Exercise goal
In the listing below, find the line containing "Could you point at the snow-covered" and the line containing "For the dataset, tag each instance of the blue". Repeat exactly those two lines and every line between them, nothing more.

Input data
== == ==
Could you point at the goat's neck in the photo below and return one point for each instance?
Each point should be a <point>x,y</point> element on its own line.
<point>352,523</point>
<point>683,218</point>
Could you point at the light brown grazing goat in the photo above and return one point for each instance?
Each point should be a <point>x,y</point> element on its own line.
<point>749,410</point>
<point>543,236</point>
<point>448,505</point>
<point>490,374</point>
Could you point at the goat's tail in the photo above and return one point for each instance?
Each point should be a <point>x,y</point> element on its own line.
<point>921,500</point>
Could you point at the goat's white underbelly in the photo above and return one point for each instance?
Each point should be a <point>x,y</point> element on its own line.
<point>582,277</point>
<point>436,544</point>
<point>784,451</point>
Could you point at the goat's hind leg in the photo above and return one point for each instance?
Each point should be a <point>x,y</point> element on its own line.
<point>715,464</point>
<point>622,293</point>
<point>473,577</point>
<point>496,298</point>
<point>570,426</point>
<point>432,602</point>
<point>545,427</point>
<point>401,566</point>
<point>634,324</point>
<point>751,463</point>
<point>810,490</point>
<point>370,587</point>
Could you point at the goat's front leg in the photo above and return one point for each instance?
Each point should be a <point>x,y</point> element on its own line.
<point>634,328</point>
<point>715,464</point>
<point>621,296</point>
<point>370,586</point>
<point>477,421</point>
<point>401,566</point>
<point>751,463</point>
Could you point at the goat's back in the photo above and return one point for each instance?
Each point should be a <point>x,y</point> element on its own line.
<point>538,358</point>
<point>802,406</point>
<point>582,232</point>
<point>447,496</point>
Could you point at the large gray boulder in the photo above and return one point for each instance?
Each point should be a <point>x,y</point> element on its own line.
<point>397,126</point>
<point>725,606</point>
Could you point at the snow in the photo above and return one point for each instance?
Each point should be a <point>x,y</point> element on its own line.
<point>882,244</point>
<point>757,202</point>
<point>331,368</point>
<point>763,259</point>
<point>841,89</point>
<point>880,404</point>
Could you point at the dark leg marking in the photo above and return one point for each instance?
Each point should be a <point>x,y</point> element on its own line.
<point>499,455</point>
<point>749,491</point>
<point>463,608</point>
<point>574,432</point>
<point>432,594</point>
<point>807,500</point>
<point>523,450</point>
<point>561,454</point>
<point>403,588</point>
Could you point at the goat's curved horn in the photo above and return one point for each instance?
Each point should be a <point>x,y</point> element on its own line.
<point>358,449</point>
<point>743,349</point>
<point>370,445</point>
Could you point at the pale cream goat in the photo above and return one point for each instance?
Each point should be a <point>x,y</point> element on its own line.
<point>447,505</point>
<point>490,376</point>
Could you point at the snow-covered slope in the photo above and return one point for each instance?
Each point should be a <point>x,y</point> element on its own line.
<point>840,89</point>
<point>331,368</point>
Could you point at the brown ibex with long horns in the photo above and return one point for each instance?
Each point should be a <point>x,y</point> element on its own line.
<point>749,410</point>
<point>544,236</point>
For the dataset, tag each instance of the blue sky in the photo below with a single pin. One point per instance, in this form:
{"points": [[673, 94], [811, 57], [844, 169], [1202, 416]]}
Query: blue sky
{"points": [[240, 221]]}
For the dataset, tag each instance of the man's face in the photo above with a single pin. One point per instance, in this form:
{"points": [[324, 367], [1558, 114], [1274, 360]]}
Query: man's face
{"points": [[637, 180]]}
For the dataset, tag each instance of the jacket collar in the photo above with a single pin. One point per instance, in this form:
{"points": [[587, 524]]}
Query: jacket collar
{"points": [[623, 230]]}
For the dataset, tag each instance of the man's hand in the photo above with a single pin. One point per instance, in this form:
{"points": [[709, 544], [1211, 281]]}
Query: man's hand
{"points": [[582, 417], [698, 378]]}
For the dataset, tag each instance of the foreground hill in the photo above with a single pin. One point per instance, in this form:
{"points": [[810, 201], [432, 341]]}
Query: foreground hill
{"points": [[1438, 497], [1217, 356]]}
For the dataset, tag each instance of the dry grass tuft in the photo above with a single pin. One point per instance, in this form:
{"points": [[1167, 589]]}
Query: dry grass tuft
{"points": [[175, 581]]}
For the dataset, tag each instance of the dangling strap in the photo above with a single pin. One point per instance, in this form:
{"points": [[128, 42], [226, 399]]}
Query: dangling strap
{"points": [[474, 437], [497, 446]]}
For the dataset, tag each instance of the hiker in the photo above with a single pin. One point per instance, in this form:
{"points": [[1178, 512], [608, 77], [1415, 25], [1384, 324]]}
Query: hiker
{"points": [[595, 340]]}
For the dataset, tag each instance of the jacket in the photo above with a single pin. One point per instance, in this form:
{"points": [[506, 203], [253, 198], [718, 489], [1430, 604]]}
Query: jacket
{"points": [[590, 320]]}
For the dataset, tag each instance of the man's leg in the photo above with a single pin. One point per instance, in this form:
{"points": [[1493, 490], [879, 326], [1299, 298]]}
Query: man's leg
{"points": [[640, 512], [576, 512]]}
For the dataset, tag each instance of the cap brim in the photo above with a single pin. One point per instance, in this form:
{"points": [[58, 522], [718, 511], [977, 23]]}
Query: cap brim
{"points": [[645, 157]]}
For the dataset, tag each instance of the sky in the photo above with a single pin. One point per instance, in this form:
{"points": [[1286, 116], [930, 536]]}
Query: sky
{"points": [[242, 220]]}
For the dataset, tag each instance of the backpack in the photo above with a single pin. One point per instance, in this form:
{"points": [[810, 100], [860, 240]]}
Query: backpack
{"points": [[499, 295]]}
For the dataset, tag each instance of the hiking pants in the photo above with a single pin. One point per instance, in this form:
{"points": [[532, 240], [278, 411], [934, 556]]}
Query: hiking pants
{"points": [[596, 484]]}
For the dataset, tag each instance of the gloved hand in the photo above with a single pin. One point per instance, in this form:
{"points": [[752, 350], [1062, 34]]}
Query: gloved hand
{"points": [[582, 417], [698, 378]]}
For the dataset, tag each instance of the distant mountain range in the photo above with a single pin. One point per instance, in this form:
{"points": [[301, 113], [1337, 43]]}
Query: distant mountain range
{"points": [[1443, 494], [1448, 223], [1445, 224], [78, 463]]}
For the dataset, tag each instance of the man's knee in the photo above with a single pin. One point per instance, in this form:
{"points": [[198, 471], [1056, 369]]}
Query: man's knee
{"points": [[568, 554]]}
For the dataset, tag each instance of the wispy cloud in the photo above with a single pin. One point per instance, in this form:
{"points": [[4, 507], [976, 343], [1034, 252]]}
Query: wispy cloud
== == ==
Solution to the exercise
Could you point at the snow-covered slope in the photo above and return one point for each instance?
Each point should be a <point>x,y</point> element on its own line.
<point>840,89</point>
<point>331,368</point>
Could you point at the brown ibex with long horns in the photo above and return one point for each instance?
Each point should be a <point>x,y</point> element on its own line.
<point>749,410</point>
<point>544,236</point>
For the dataset, tag each instance of the blue sky in the photo below with a single pin. One point per instance, in this form:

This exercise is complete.